**Document section:**
----------------------------------------
The book contains a detailed discussion of spermatozoa, which Andry calls "spermatic worms." He observes: "If you cut up a dog, and after you have taken off one Testicle, by the help of a Microscope examine the Humour that comes out of the deferent vessel, you shall discover in it such a hideous number of little worms, that you shall hardly be able to believe your own Eyes." Andry confirms an argument previously made by Leeuwenhoek, that spermatozoa are "the occasion of the Generation of all Animals." Though Andry recognizes the importance of sperm to reproduction, however, he addresses their workings primarily in the context of parasitology, and essentially considers spermatozoa to be a unique species of parasitic worm.

The book seems to address a general audience in addition to a medical one. As medical historian Clara Pinto Correia has observed, one of Andry's principal purposes was to educate the public about the new science that was emerging from under the microscope. He wrote, "We must admit that there are animals a thousand times less than a grain of dust, which we can scarcely see. [...] Our imagination loses itself in this thought, it is amazed at such a strange littleness; but to what purpose should it deny it? Reason convinces us of the existence of that which we cannot conceive."

The book was well-received, and became a standard text in the field. Andry was appointed Dean of the Faculté de Médecine de Paris in 1724.
----------------------------------------
**Problem statement:**
Restate the passage about Andry's book from "The book seems" up to and including "Paris in 1724.", switching "standard text" to "reference work".

**Provided records:**
----------------------------------------
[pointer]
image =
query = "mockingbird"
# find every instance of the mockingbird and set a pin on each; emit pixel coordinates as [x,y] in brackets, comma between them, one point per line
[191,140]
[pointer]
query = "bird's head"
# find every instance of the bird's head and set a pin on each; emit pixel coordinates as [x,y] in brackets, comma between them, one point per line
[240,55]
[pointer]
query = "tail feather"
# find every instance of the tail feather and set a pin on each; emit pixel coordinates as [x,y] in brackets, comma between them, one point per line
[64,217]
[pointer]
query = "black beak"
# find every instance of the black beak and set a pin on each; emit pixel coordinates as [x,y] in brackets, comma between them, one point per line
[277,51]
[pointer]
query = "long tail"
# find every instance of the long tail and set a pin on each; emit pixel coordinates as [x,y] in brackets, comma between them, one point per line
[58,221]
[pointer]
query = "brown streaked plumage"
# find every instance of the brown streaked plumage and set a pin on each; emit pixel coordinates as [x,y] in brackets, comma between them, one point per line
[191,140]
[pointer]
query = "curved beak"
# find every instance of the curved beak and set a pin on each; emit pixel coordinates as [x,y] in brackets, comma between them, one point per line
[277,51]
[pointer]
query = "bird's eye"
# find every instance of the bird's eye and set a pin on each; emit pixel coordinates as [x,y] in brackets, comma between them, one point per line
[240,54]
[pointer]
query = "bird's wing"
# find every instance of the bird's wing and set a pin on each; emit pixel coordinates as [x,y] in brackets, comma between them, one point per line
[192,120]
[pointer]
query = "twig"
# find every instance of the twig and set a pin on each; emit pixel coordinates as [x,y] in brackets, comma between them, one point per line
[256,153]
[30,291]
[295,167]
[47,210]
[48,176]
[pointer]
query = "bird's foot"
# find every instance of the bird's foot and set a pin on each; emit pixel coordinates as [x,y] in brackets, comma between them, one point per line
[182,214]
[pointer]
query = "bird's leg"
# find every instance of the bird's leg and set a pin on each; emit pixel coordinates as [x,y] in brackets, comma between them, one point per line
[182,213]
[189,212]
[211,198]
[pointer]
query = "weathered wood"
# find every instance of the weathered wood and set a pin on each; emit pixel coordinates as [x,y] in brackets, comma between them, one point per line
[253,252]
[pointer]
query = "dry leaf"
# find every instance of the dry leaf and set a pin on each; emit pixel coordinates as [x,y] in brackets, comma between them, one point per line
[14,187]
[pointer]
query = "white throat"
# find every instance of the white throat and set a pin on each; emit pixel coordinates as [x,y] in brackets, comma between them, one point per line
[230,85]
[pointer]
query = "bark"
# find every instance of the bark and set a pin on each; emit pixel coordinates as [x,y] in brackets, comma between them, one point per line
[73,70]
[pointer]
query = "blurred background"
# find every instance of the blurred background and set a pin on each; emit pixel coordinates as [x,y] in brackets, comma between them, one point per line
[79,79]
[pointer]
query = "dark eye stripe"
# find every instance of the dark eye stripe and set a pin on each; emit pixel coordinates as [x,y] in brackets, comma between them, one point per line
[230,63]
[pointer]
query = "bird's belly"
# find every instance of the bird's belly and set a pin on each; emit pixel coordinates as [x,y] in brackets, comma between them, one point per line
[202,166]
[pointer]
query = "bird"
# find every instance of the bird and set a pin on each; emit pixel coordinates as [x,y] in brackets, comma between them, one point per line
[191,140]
----------------------------------------
**Written response:**
The book seems to address a general audience in addition to a medical one. As medical historian Clara Pinto Correia has observed, one of Andry's principal purposes was to educate the public about the new science that was emerging from under the microscope. He wrote, "We must admit that there are animals a thousand times less than a grain of dust, which we can scarcely see. [...] Our imagination loses itself in this thought, it is amazed at such a strange littleness; but to what purpose should it deny it? Reason convinces us of the existence of that which we cannot conceive."

The book was well-received, and became a reference work in the field. Andry was appointed Dean of the Faculté de Médecine de Paris in 1724.